----- Data supplied

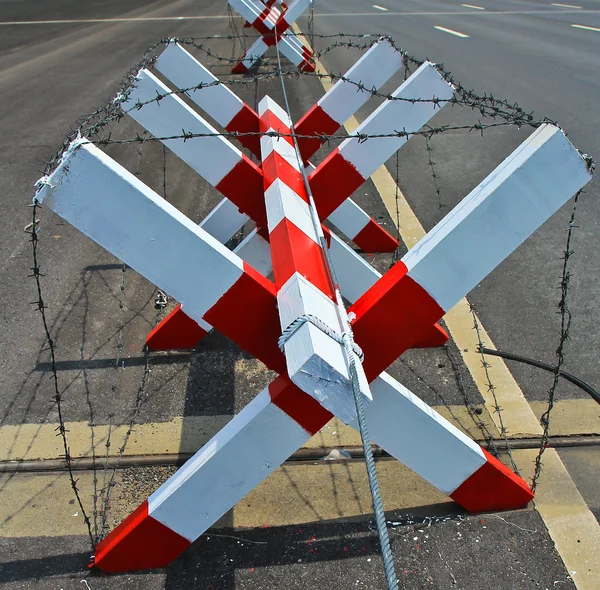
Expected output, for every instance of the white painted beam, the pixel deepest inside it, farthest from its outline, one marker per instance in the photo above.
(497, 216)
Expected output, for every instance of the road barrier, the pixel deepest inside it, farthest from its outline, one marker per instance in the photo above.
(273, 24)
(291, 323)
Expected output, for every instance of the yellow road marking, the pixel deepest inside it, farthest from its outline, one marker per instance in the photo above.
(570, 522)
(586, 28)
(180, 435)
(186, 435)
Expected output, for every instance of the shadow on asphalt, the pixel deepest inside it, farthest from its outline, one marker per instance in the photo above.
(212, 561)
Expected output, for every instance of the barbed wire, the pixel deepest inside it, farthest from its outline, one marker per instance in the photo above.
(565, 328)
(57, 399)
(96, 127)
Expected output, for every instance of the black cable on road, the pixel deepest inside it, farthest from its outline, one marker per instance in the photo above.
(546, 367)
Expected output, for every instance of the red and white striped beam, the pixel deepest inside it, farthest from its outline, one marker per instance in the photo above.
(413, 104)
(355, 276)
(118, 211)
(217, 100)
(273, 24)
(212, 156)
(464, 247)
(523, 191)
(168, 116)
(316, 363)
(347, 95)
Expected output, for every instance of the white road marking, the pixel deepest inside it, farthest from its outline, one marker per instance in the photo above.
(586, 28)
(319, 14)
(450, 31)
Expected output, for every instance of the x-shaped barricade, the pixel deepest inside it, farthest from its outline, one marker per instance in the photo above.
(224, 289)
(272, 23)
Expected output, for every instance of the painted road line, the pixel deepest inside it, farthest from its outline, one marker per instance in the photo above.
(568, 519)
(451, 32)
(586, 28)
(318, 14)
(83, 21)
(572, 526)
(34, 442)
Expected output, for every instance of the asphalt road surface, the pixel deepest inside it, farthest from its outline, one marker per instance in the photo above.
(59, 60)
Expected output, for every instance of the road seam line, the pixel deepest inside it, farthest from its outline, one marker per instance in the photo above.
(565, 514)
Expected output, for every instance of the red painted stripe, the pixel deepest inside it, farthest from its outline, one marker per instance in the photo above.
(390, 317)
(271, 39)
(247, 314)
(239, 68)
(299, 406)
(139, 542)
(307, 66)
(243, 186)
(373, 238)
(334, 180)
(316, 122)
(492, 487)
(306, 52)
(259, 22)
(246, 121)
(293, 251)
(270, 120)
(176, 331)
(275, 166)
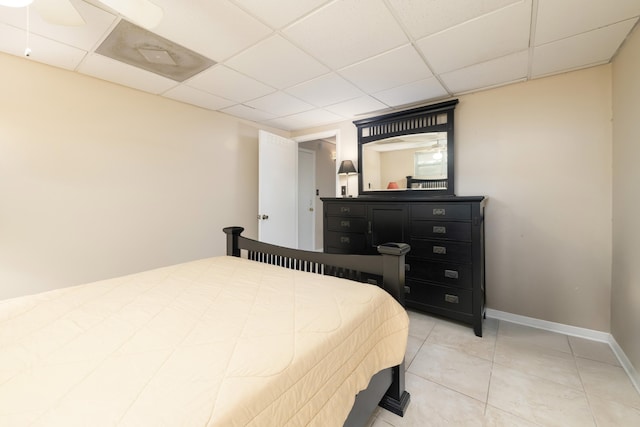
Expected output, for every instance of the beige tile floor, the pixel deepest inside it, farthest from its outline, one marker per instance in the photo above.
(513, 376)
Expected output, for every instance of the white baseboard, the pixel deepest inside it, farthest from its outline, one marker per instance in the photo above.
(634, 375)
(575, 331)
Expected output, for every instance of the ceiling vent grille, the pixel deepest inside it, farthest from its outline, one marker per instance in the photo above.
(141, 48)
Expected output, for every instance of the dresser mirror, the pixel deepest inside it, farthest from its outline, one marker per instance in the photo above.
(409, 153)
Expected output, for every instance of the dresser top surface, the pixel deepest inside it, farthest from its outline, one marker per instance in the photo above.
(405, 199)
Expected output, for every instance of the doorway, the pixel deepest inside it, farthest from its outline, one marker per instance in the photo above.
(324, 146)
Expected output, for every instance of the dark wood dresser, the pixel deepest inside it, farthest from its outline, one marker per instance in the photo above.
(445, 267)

----------

(Exercise description): Reproduce each line exactly as it appears, omitting the pictures.

(The answer):
Expected output, for every instance of the white painted beam, the pixel deepest inside it, farthest from its outline, one marker per instance in the photo above.
(497, 216)
Expected output, for every instance of the road barrier, the pixel deepest inside it, farthest from its outline, one marker per instance in the photo above.
(273, 24)
(291, 323)
Expected output, for every instance of the yellow road marking, the pixel deepest inside it, farthest from its outline, one marker per instance in the photo above.
(570, 522)
(586, 28)
(180, 435)
(186, 435)
Expected output, for every instance of the shadow on asphalt, the pixel deepest inside it, farthest from its outline, one marker per instance in the photo above.
(212, 561)
Expected output, for every instance of the barbed wire, the pixel deepest inside it, farthest from its outline, one marker per instance in the photo above.
(565, 328)
(57, 399)
(96, 127)
Expected output, for every instance of the black cable on road, the pixel deepest inside it, farthest from its outline, one marker per instance in the photo above.
(546, 367)
Expected output, for every instance of the red and white striped beam, the pixel deepest inside it, farthest from its outline, one marker per instance in the photo above.
(413, 104)
(355, 276)
(118, 211)
(217, 100)
(273, 24)
(212, 156)
(464, 247)
(523, 191)
(168, 116)
(316, 363)
(347, 95)
Expected output, for every instance of the white road marking, the pixel deepest inside it, farthest from its outline, one marker per instance in the photo above.
(586, 28)
(319, 14)
(450, 31)
Expected output, for every instance of the x-shaped barricade, the pixel deepest inside it, farthest from its outline, one marker per instance in the photo above.
(224, 289)
(272, 23)
Expected output, for every instance of the painted road line, the pixel deepest inside it, farthest from its outline, one marker per instance in the photo above.
(568, 519)
(451, 32)
(586, 28)
(318, 14)
(83, 21)
(572, 526)
(34, 442)
Expected output, for every instance of the asphalt road surface, the pixel deepest inside it, farthest from its outline, one marker per instance in the photo above.
(59, 60)
Expected output, for every instance of the road seam line, the pixel deepest inside it, farthest from its outline, one marker per instance in the photo above.
(565, 514)
Expected output, for every instance of the red painted stripe, the pixel deepest inside it, farthest from its outline, one marker per instance in the photo above.
(390, 317)
(271, 39)
(247, 314)
(239, 68)
(299, 406)
(139, 542)
(307, 66)
(243, 186)
(373, 238)
(334, 180)
(316, 122)
(492, 487)
(306, 52)
(259, 22)
(246, 121)
(293, 251)
(270, 120)
(176, 331)
(275, 166)
Expected output, for every instance of the beige tile floor, the pixel deepest inside it, farthest from its outline, one marker per instance in the photo above.
(513, 376)
Expected output, for every instance of the white baseboard, the pixel deepest inside it, farthest from its outline, one marker per instance in the photo above.
(634, 375)
(575, 331)
Expected output, for every instance of the ceiling vent grille, the pixel deepest inside it, farthest from its outline, one marker per instance in the photo above.
(141, 48)
Expected output, for every instance of the dresser mirror, the pixel deepest inside it, farthest from its outline, one marker per instance in the photo above.
(409, 153)
Expected output, for every instance of the dresser top surface, the pixel deepest inside it, farthest from its outline, one marker per instance in the photo above.
(405, 199)
Expected output, for every instance of the doorway, the pixel deepest inside it, farthest from its outline, one marker per instance in the photo above.
(324, 146)
Expected output, for every instance of the dark wood dresser, the pixel deepest inside it, farthest from its outline, one marker per instance in the photo above.
(445, 267)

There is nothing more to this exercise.